16. The method of claim 15, further comprising, after cooling the nickel-base alloy, stabilizing heat treating the nickel-base alloy, wherein stabilizing heat treating comprises:

heating the nickel-base alloy to a stabilizing heat treating temperature that is an expected maximum in-service temperature of an article comprising the nickel-base alloy and is about 1700° F. (926.7° C.) or less; and

air cooling the nickel-base alloy.

17. The method of claim 15, wherein the nickel-base alloy comprises at least one of a foil, a honeycomb core, and a honeycomb panel.

18. A 718-type-nickel-base alloy comprising:

an austenite matrix including grain boundaries;

an equilibrium or near-equilibrium concentration of δ-phase precipitates at the grain boundaries; and

up to 25 percent by weight of total γ′-phase and γ″-phase precipitates; and

wherein the 718-type nickel-base alloy comprises nickel, chromium, and iron, and is strengthened by niobium, and optionally one or more of aluminum and titanium alloying additions.

| TO DO |
Reproduce the nickel-base alloy claims above word for word, in full.

| DATASET EXTRACT |
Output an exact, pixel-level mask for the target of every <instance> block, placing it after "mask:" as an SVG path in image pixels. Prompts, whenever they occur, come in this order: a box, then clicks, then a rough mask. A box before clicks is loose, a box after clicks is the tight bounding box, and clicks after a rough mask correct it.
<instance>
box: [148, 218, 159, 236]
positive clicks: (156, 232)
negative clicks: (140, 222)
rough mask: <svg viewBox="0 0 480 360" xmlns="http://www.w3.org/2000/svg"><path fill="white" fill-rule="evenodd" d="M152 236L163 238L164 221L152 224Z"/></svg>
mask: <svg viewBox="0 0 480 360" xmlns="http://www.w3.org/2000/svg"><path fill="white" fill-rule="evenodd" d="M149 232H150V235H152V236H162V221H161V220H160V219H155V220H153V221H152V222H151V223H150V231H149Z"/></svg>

| SOLUTION TO THE EXERCISE |
16. The method of claim 15, further comprising, after cooling the nickel-base alloy, stabilizing heat treating the nickel-base alloy, wherein stabilizing heat treating comprises:

heating the nickel-base alloy to a stabilizing heat treating temperature that is an expected maximum in-service temperature of an article comprising the nickel-base alloy and is about 1700° F. (926.7° C.) or less; and

air cooling the nickel-base alloy.

17. The method of claim 15, wherein the nickel-base alloy comprises at least one of a foil, a honeycomb core, and a honeycomb panel.

18. A 718-type-nickel-base alloy comprising:

an austenite matrix including grain boundaries;

an equilibrium or near-equilibrium concentration of δ-phase precipitates at the grain boundaries; and

up to 25 percent by weight of total γ′-phase and γ″-phase precipitates; and

wherein the 718-type nickel-base alloy comprises nickel, chromium, and iron, and is strengthened by niobium, and optionally one or more of aluminum and titanium alloying additions.